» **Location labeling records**
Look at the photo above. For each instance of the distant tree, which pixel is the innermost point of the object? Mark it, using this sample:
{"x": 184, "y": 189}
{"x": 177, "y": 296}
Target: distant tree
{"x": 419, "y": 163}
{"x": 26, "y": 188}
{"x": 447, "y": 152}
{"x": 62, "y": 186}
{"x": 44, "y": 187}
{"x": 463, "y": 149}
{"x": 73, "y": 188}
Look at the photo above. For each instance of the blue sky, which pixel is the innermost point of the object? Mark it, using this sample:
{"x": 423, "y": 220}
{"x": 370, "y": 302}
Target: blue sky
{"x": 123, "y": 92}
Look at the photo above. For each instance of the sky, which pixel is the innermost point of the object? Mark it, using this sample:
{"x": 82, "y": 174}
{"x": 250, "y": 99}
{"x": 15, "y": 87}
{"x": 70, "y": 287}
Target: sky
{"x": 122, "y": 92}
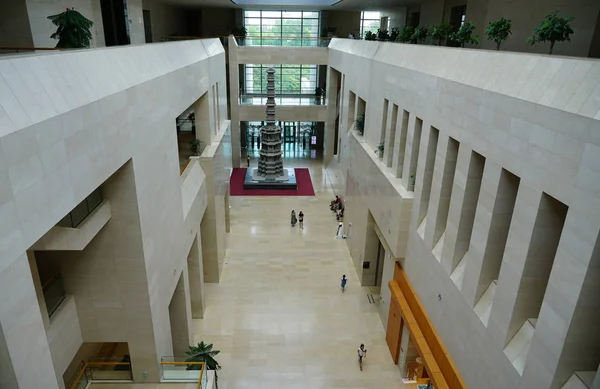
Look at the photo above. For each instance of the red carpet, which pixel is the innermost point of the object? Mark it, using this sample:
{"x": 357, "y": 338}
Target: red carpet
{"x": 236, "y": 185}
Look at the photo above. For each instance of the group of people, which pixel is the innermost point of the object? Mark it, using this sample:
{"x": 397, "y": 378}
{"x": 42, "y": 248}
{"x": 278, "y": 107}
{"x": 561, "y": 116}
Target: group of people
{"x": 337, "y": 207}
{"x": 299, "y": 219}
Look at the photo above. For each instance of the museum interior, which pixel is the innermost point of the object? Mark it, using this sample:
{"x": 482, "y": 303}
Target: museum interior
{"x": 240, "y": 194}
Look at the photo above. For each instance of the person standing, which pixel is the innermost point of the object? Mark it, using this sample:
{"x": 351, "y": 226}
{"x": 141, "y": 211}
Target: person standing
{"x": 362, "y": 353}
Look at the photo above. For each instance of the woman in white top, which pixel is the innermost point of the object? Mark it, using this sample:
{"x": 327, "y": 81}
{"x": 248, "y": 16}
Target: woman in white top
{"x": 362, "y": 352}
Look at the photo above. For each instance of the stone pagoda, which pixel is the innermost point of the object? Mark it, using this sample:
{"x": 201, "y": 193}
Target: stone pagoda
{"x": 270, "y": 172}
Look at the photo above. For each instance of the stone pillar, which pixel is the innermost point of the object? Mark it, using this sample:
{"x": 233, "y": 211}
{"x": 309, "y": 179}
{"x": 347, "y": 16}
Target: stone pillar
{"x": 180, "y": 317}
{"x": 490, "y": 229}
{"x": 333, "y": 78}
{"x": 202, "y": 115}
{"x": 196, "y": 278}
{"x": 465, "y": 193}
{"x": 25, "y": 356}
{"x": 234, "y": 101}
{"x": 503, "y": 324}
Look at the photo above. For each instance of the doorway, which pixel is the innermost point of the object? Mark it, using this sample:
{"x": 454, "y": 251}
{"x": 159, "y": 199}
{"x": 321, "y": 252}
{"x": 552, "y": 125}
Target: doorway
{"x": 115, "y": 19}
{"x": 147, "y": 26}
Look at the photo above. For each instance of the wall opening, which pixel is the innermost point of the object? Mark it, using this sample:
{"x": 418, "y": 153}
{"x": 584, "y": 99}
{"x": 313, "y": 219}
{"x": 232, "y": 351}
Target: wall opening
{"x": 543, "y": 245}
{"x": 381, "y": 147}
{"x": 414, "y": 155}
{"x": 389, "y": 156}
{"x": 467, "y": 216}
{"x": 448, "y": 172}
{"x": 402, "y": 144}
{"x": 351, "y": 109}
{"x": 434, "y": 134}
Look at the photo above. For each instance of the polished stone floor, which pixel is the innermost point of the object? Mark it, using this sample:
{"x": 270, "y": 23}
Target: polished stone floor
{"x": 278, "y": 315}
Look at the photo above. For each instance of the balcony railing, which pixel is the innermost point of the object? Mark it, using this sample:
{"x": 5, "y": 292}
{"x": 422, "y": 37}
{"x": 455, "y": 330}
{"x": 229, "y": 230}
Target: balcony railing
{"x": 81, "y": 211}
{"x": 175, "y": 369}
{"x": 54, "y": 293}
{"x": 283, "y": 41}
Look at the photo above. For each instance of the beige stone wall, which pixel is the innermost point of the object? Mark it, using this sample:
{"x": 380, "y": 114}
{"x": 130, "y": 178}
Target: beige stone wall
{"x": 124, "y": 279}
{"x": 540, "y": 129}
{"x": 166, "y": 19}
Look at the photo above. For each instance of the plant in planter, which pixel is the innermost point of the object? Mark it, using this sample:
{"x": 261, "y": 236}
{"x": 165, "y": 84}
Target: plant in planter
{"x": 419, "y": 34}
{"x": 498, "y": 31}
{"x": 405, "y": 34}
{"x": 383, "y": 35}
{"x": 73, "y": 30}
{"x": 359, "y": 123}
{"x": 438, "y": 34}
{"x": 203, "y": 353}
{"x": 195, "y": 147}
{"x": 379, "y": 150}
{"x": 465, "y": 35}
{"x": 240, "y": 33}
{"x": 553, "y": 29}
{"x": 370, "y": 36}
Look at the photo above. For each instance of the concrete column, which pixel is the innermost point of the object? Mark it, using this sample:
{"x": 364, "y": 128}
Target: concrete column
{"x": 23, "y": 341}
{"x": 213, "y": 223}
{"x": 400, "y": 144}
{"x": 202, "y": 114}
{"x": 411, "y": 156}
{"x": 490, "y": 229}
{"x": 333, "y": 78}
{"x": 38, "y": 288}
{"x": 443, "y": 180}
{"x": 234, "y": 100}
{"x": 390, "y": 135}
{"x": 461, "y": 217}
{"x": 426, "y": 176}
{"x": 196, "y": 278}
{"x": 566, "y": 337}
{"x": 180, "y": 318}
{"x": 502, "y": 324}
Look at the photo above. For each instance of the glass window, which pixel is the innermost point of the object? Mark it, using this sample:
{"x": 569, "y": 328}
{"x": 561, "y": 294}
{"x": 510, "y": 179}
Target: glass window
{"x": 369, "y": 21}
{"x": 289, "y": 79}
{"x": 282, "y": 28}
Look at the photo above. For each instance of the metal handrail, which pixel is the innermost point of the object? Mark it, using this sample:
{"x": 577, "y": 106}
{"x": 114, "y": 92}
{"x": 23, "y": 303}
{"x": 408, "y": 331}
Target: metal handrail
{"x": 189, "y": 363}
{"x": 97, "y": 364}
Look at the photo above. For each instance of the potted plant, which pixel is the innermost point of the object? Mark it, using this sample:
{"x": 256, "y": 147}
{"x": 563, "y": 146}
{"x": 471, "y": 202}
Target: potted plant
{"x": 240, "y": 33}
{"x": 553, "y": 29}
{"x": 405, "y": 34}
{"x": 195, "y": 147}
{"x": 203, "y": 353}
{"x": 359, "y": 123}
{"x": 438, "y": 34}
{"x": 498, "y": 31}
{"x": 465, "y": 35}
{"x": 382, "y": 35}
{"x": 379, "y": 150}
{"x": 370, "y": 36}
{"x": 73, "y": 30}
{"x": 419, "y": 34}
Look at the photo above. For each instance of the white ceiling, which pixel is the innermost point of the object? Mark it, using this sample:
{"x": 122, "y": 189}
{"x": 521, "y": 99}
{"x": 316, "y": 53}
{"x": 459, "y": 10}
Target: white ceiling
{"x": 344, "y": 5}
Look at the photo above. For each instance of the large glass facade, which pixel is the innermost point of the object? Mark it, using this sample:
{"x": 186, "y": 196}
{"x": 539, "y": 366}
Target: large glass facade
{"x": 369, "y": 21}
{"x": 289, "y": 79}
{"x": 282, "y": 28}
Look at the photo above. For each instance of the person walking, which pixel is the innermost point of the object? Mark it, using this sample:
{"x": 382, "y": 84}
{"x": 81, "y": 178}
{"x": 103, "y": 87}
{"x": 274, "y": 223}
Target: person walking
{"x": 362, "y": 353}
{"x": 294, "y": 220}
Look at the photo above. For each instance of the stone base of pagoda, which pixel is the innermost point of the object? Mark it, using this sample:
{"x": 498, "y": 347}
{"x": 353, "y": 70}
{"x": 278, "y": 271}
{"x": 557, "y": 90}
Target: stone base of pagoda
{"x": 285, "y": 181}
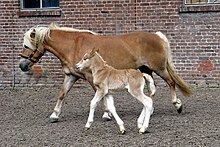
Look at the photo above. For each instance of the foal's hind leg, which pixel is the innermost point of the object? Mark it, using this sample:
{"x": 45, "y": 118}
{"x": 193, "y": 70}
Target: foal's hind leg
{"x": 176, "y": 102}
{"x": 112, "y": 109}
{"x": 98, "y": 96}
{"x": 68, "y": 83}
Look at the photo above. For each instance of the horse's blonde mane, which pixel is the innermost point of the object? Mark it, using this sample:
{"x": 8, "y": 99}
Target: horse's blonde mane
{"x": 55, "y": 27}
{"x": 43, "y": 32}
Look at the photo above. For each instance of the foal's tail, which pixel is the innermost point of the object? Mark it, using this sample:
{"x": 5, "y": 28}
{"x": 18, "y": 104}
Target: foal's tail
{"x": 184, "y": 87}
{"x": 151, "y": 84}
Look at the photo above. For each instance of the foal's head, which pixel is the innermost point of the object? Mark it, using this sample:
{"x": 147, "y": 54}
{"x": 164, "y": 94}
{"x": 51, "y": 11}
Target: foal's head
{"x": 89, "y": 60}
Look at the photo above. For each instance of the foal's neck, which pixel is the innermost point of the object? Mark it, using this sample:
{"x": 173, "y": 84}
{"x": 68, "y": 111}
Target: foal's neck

» **What needs to be done**
Beginning at the line where "the foal's hind" appears, extract each line through the end of the data above; keep them exact and include nothing else.

» **Expected answer**
Look at the photo above. For each instance of the foal's hind leg, which pixel is the innermost point of the object? Mark it, using this sample:
{"x": 45, "y": 118}
{"x": 193, "y": 70}
Target: foal's hind leg
{"x": 176, "y": 102}
{"x": 112, "y": 109}
{"x": 98, "y": 96}
{"x": 68, "y": 83}
Look at the photo above. For each instance of the horse's blonde mane, which pixel is the innermost point of the object? Mark it, using this sample:
{"x": 8, "y": 99}
Target: horse's blonde mane
{"x": 55, "y": 27}
{"x": 43, "y": 32}
Look at the photo above. For each instance of the foal's tail, which pixel is the innermost point of the object? Mark it, using this sample:
{"x": 5, "y": 28}
{"x": 18, "y": 104}
Target: foal's tail
{"x": 184, "y": 87}
{"x": 151, "y": 84}
Look at the photo above. For each instance of the foal's head, which pixel is the innermost point of the object? Mark it, using this sample:
{"x": 147, "y": 54}
{"x": 164, "y": 94}
{"x": 51, "y": 11}
Target: foal's head
{"x": 89, "y": 60}
Look at the photo above. For each instance of the foal's neck, which pixel is the innermost point of the object? Mark it, using this sample:
{"x": 173, "y": 84}
{"x": 68, "y": 111}
Target: foal's neck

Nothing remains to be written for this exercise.